Please copy the entries below word for word, starting at the line that contains "Practice step: locate the small" and ending at the final line of the entries.

- - - -

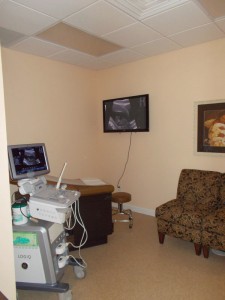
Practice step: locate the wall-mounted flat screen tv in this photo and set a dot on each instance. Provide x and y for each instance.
(126, 114)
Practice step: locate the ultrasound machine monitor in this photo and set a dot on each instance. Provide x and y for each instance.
(28, 161)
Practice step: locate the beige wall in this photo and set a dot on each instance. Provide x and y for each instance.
(68, 100)
(53, 103)
(174, 82)
(7, 281)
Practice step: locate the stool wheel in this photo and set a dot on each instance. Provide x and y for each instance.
(120, 198)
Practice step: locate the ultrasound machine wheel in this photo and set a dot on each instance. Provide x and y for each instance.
(66, 296)
(79, 272)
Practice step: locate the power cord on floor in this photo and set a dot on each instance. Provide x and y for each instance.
(125, 166)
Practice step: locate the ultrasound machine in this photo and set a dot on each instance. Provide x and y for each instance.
(40, 223)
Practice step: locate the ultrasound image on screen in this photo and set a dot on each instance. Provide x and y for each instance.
(30, 159)
(126, 114)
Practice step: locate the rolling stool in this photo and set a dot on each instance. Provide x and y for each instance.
(120, 198)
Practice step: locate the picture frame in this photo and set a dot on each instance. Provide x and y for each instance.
(210, 127)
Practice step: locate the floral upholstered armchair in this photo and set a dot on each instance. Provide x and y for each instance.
(213, 225)
(198, 192)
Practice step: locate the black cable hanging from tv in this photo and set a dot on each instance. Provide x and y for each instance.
(125, 166)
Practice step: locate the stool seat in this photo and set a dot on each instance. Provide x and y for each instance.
(120, 198)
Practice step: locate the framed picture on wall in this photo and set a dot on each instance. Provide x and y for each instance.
(210, 126)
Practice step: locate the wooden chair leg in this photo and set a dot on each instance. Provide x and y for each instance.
(205, 251)
(161, 237)
(198, 249)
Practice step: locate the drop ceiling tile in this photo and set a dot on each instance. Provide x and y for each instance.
(56, 8)
(178, 19)
(37, 47)
(157, 47)
(21, 19)
(198, 35)
(72, 56)
(132, 35)
(8, 37)
(99, 18)
(122, 56)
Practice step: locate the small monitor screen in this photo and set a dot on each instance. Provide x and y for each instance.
(27, 161)
(128, 114)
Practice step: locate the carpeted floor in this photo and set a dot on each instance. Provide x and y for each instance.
(133, 265)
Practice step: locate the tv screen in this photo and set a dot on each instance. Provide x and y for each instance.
(27, 161)
(127, 114)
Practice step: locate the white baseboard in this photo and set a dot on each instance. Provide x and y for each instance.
(141, 210)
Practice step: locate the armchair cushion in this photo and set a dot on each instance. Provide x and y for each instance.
(199, 189)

- - - -

▶ **ANSWER TO THIS EXERCISE**
Practice step: locate the small monitor screen in this photo and set a dot on each instance. Provide x and y for each instance.
(27, 161)
(128, 114)
Practice step: locate the carpeted floor in this photo and set a dot on each instance. Provide x and y for each instance.
(133, 265)
Practice step: locate the tv screen in this photo and set a dot on each instance. Provide x and y for each instance.
(27, 161)
(127, 114)
Practice step: locate the white baseboard in this photo and set a dot on each instance. Provide x and y for each instance.
(141, 210)
Practice step: locate the armchair cushion in this photo and set a dot on each instance. Provide x and y for each instance.
(199, 189)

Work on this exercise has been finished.